---------- Material for the task
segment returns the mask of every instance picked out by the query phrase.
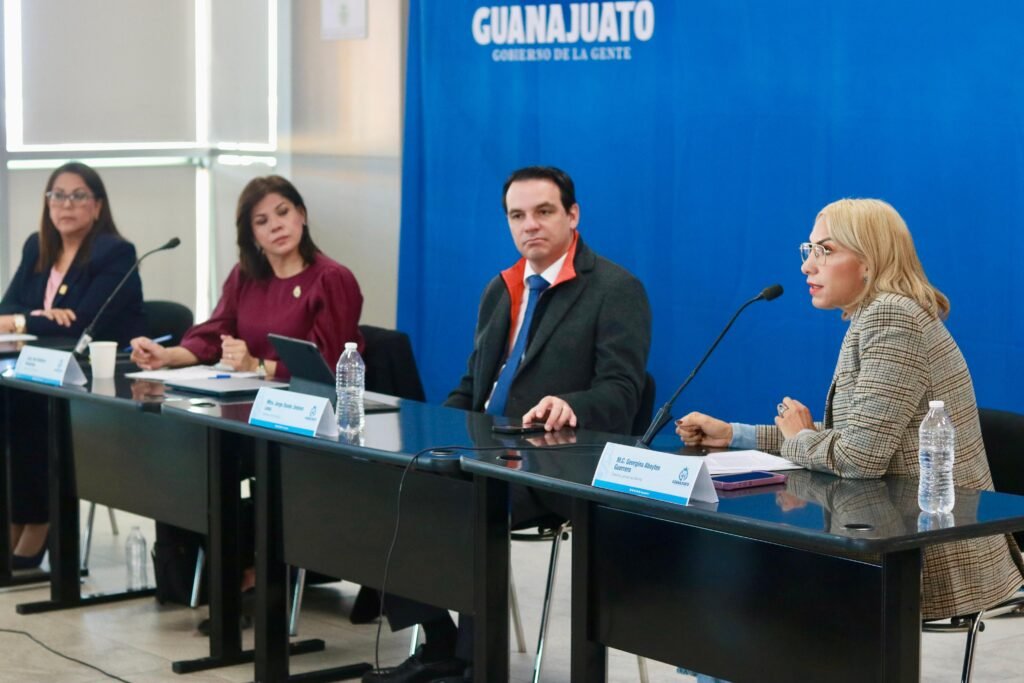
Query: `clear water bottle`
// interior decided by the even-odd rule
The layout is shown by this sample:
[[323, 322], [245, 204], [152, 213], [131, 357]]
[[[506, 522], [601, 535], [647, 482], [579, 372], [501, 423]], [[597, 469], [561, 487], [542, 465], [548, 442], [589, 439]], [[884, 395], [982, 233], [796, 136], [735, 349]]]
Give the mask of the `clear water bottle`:
[[942, 401], [929, 401], [928, 414], [918, 430], [918, 462], [921, 479], [917, 504], [925, 512], [949, 512], [953, 509], [953, 451], [956, 429]]
[[345, 343], [345, 352], [338, 359], [334, 387], [338, 392], [338, 429], [343, 434], [361, 431], [366, 423], [363, 413], [366, 365], [355, 342]]
[[149, 586], [149, 555], [146, 537], [137, 526], [132, 527], [124, 542], [124, 564], [128, 573], [128, 590], [137, 591]]
[[921, 512], [917, 515], [918, 531], [952, 529], [954, 526], [956, 526], [956, 519], [952, 512]]

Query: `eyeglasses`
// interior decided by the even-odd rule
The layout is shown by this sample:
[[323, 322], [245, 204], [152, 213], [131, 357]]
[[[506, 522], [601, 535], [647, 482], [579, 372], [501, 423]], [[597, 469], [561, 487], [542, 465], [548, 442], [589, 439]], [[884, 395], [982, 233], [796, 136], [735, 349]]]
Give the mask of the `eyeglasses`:
[[814, 262], [819, 266], [825, 265], [825, 261], [828, 259], [828, 255], [832, 253], [832, 250], [826, 247], [824, 244], [817, 244], [815, 242], [804, 242], [800, 245], [800, 263], [805, 263], [807, 259], [814, 255]]
[[54, 206], [61, 206], [66, 201], [70, 201], [74, 206], [80, 206], [92, 198], [93, 196], [85, 190], [75, 190], [71, 194], [66, 194], [60, 190], [51, 190], [46, 193], [47, 201]]

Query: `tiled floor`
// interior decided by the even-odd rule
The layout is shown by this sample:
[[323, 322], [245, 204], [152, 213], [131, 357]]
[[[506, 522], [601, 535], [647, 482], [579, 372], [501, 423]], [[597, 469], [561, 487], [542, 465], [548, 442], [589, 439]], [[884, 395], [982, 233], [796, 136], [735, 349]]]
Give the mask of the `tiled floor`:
--------------------
Exercise requirements
Your answer must contain the full data, repeated exactly, without pictures.

Written response
segment returns the mask of every instance picked out by the query phrase.
Query: `clear water bottle`
// interior decided by the even-odd rule
The layout is shown by this sample:
[[323, 322], [245, 204], [152, 213], [131, 357]]
[[[506, 522], [601, 535], [647, 482], [579, 372], [501, 423]], [[597, 469], [561, 487], [542, 465], [548, 442], [589, 439]], [[884, 395], [982, 233], [796, 136], [735, 349]]]
Give the mask of the `clear water bottle`:
[[942, 401], [929, 401], [928, 414], [918, 430], [918, 462], [921, 479], [917, 504], [925, 512], [949, 512], [953, 509], [953, 451], [956, 429]]
[[345, 343], [345, 352], [338, 359], [334, 387], [338, 392], [338, 429], [343, 434], [361, 431], [366, 423], [363, 413], [366, 365], [355, 342]]
[[149, 586], [149, 555], [146, 537], [137, 526], [132, 527], [124, 542], [124, 564], [128, 573], [128, 590], [137, 591]]
[[921, 512], [917, 515], [918, 531], [952, 529], [954, 526], [956, 526], [956, 519], [952, 512]]

Query: `eyeglasses`
// interior decided by the even-odd rule
The layout is shown by this sample:
[[323, 322], [245, 204], [152, 213], [131, 357]]
[[[506, 522], [601, 535], [647, 482], [579, 372], [501, 423]], [[597, 469], [561, 487], [542, 465], [548, 442], [589, 439]], [[884, 395], [982, 233], [796, 136], [735, 349]]]
Give the mask of the `eyeglasses`:
[[814, 262], [819, 266], [825, 265], [825, 261], [828, 259], [828, 255], [832, 253], [832, 250], [826, 247], [824, 244], [817, 244], [815, 242], [804, 242], [800, 245], [800, 263], [805, 263], [807, 259], [814, 255]]
[[54, 206], [61, 206], [66, 201], [70, 201], [74, 206], [80, 206], [92, 198], [93, 196], [85, 190], [75, 190], [71, 194], [66, 194], [60, 190], [51, 190], [46, 193], [47, 201]]

Query: `tiled floor`
// interior decided by the even-odd rule
The layout is shown by this sample:
[[323, 322], [245, 204], [152, 213], [131, 357]]
[[[506, 522], [601, 535], [647, 482], [579, 372], [501, 423]], [[597, 469], [561, 487], [542, 465], [548, 442], [589, 439]], [[884, 395], [982, 233], [796, 136], [735, 349]]]
Give the mask of the `tiled floor`:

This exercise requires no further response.